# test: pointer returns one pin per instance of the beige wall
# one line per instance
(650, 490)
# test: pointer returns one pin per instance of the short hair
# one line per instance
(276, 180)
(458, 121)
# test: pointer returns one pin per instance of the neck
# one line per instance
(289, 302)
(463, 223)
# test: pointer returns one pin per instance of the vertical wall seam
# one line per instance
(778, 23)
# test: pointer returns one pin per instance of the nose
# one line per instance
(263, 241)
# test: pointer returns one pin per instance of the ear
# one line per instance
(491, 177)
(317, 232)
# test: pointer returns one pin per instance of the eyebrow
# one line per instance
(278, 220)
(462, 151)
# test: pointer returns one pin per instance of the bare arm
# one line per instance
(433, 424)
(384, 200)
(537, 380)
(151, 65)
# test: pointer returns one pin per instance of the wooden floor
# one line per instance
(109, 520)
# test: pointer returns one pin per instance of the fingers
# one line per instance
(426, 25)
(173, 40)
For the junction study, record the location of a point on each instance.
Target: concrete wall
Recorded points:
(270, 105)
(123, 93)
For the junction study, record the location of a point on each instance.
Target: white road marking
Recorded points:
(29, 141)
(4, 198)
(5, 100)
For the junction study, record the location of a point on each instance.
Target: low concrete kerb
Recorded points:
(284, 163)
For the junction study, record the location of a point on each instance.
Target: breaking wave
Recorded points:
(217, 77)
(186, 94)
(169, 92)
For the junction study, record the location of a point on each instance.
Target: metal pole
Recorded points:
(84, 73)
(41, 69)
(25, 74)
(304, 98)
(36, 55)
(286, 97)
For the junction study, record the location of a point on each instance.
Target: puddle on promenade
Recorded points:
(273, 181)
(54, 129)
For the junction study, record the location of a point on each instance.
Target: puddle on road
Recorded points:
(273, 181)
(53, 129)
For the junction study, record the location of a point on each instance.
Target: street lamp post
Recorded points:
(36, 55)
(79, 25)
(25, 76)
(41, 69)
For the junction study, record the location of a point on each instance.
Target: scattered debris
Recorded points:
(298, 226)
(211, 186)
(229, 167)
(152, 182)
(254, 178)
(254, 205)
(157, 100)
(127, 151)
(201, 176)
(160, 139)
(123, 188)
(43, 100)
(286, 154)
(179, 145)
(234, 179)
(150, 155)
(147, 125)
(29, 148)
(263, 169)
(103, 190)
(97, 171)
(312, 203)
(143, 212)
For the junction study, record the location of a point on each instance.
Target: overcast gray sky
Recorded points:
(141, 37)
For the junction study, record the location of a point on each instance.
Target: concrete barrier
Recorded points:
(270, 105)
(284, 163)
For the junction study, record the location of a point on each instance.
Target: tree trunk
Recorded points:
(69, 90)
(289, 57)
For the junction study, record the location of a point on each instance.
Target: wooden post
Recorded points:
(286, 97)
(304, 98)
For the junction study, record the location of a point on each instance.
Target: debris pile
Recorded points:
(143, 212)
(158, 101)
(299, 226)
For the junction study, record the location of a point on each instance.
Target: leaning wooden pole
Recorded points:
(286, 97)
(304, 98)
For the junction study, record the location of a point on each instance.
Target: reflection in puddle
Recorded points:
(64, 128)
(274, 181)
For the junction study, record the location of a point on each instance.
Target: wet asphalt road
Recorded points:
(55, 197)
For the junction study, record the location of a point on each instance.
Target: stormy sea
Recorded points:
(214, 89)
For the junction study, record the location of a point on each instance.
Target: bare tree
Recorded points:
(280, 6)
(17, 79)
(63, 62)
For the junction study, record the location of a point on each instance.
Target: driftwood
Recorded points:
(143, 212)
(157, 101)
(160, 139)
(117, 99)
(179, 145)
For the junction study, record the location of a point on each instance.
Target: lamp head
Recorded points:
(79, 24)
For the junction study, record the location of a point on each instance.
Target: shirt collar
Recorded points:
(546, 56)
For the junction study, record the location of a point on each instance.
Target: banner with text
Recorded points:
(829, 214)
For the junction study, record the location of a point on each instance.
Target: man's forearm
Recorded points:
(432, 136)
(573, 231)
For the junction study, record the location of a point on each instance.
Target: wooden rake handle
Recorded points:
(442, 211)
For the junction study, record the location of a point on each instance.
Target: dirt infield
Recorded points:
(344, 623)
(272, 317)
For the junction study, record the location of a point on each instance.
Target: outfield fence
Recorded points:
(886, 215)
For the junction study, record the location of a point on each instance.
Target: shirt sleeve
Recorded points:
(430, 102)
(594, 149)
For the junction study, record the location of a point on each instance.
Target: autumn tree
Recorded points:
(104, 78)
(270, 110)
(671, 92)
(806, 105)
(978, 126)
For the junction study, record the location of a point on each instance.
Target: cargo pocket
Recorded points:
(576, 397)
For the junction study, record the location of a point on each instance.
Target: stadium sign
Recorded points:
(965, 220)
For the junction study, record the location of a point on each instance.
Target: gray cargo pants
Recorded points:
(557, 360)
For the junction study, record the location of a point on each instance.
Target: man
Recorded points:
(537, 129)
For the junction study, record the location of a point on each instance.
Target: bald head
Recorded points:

----

● PROMPT
Working through the entries above, copy every line in which "debris" is found.

● SOLUTION TO THIS EXERCISE
Target: scattered debris
Target: debris pile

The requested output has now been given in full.